- CONSIGNE -
D'après le passage source, combien d'écoles élémentaires ont été construites en tout ?

- PASSAGE SOURCE -
◆ ◆ ◆ ◆ ◆
En tout, dans huit départements du pays essentiellement localisés au nord-nord-est, quatorze lycées, dix-sept collèges, vingt-neuf écoles élémentaires ont été construits pour un total de 7,9 millions d’euros dont 5,3 financés par le Paisd et 2,6 millions levés par la diaspora. Le coordonnateur du Paisd estime que dans la continuité, c’est le défi de l’enseignement supérieur qui s’impose au PAISD. ‘‘Avec le renforcement de la carte scolaire, le potentiel de 300 bacheliers devrait passer à 6000 qui ne trouveront pas forcément des perspectives dans les universités de Saint-Louis, Dakar, Thiès ou Ziguinchor. Cette formation concerne les spécificités de la région pour le renforcement de la cacapité en horticulture, élevage, machinisme agricole, maintenance...’’, explique-t-il.
◆ ◆ ◆ ◆ ◆
- JEU DE DONNÉES -
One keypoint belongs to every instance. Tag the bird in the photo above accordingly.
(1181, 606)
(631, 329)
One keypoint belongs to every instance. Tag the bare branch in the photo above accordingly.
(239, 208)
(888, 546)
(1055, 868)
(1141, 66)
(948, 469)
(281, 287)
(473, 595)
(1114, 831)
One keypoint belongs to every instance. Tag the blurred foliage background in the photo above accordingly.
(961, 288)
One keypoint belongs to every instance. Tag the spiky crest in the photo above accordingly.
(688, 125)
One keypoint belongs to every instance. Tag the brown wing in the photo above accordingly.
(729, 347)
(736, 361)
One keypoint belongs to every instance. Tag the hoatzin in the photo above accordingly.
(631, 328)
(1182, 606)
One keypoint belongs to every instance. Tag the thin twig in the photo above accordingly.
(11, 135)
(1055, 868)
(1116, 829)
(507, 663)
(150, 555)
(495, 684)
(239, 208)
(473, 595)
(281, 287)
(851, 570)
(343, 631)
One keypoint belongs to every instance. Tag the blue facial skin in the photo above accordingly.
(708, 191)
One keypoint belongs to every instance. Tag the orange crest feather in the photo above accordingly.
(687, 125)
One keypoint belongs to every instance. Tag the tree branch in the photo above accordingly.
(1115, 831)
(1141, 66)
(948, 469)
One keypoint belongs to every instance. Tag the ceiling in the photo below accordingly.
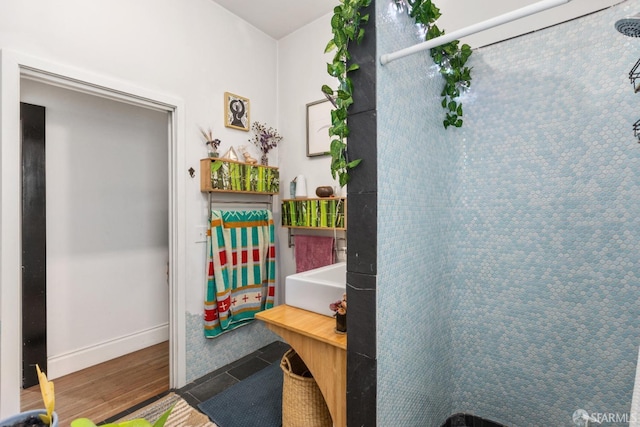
(279, 18)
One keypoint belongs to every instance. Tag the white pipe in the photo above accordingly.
(472, 29)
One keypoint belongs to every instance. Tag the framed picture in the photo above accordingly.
(318, 124)
(236, 112)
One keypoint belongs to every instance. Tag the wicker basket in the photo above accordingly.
(302, 401)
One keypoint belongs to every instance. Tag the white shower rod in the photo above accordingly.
(472, 29)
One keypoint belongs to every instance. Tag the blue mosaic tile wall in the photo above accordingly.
(417, 175)
(508, 250)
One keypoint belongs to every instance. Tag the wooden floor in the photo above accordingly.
(110, 388)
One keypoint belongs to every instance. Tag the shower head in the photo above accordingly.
(629, 26)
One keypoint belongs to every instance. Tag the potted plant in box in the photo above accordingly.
(37, 417)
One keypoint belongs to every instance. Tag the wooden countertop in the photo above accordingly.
(313, 337)
(304, 322)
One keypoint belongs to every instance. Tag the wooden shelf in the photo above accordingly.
(231, 176)
(322, 213)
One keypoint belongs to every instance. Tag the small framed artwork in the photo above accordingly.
(236, 112)
(318, 124)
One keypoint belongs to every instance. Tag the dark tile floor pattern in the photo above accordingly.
(219, 380)
(213, 383)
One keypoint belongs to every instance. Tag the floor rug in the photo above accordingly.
(253, 402)
(182, 415)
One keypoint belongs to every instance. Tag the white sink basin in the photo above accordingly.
(315, 289)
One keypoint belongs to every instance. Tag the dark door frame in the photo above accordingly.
(34, 243)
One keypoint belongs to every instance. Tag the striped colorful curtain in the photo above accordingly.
(241, 269)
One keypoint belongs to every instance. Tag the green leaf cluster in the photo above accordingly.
(346, 27)
(450, 58)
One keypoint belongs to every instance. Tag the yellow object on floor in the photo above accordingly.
(183, 414)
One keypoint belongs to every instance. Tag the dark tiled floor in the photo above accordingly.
(213, 383)
(219, 380)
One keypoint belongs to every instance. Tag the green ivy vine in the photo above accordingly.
(450, 58)
(346, 26)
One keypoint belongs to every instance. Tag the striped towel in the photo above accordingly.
(241, 269)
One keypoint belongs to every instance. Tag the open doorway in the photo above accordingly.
(106, 234)
(15, 68)
(107, 227)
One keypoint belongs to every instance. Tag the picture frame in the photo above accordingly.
(236, 112)
(318, 124)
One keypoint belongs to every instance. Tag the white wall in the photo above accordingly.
(107, 227)
(302, 70)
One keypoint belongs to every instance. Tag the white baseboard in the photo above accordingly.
(58, 366)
◆ ◆ ◆ ◆ ◆
- RÉPONSE ATTENDUE -
Vingt-neuf écoles élémentaires ont été construites.